▶ _Dataset excerpt_:
..........
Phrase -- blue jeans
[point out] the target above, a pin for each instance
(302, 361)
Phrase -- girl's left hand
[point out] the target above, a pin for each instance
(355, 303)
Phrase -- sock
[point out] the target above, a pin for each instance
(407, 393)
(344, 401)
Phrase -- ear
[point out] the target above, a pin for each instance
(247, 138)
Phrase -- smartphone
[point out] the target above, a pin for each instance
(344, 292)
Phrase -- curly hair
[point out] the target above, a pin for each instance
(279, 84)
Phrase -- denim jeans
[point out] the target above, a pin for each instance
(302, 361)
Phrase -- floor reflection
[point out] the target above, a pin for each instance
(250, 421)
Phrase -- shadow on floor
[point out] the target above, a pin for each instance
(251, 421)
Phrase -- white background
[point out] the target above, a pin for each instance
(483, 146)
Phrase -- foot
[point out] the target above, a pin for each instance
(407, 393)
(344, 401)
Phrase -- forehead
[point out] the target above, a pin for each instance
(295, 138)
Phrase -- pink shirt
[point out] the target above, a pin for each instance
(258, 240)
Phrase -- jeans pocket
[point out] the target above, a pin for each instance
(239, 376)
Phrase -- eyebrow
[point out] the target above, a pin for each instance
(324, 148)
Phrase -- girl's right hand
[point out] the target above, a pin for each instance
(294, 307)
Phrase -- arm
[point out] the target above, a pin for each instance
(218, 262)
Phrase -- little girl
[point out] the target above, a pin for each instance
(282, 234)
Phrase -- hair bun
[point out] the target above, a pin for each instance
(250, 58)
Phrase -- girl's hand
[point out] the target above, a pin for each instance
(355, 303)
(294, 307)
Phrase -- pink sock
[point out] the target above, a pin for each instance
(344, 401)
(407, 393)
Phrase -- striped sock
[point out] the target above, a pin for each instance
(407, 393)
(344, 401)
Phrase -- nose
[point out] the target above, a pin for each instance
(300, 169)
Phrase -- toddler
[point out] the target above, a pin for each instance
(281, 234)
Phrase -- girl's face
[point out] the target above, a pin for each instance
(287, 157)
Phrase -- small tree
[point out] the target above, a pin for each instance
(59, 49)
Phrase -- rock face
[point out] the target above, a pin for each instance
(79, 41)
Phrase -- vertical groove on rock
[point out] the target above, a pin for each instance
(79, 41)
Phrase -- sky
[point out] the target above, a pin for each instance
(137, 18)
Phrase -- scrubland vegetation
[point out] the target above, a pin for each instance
..........
▶ _Exercise_:
Write the material out again word for word.

▶ _Response to this task_:
Phrase -- blue jeans
[point out] the target above, a pin for each instance
(302, 361)
Phrase -- girl's left hand
[point out] the target above, a pin for each instance
(355, 303)
Phrase -- sock
[point out] the target above, a pin for each instance
(407, 393)
(344, 401)
Phrase -- ear
[point out] the target above, a pin for each instance
(247, 138)
Phrase -- smartphone
[point out] the target above, a pin for each instance
(344, 292)
Phrase -- curly hair
[point out] the target above, a pin for each instance
(279, 84)
Phrase -- denim jeans
[point out] the target above, a pin for each instance
(302, 361)
Phrase -- floor reflection
[point out] the target above, a pin for each instance
(250, 421)
Phrase -- shadow on floor
[point out] the target above, a pin for each instance
(251, 421)
Phrase -- white background
[point out] the target above, a pin for each instance
(483, 146)
Phrase -- foot
[point out] the target above, a pin for each instance
(407, 393)
(344, 401)
Phrase -- forehead
[point out] the target above, a pin for each instance
(295, 138)
Phrase -- pink shirt
[point out] the target above, a pin for each instance
(258, 240)
Phrase -- jeans pocket
[point out] the target above, a pin for each instance
(239, 376)
Phrase -- eyebrow
[point out] the target above, a pin for each instance
(324, 148)
Phrase -- girl's right hand
[point out] the target above, a pin for each instance
(294, 307)
Phrase -- arm
[point out] the target above, a pin for each instance
(218, 262)
Phrase -- little girl
[point out] the target above, a pin for each instance
(282, 234)
Phrase -- hair bun
[point out] the target above, a pin for each instance
(250, 58)
Phrase -- girl's hand
[point out] the target above, a pin for each instance
(355, 303)
(294, 307)
Phrase -- pink sock
[point out] the target above, a pin for each instance
(344, 401)
(407, 393)
Phrase -- striped sock
[point out] the target above, a pin for each instance
(407, 393)
(344, 401)
Phrase -- nose
[point out] the target above, a pin for each instance
(300, 169)
Phrase -- toddler
[point out] the target above, a pin for each instance
(281, 234)
Phrase -- girl's face
[point out] the target above, a pin for each instance
(287, 157)
Phrase -- small tree
[point out] the target above, a pin for each instance
(59, 49)
Phrase -- rock face
[point out] the target above, a pin for each instance
(79, 41)
Phrase -- vertical groove on rock
[point out] the target above, a pin for each instance
(79, 41)
Phrase -- sky
[point out] the target above, a pin for each instance
(137, 18)
Phrase -- scrubland vegetation
[point out] the target above, a pin for each instance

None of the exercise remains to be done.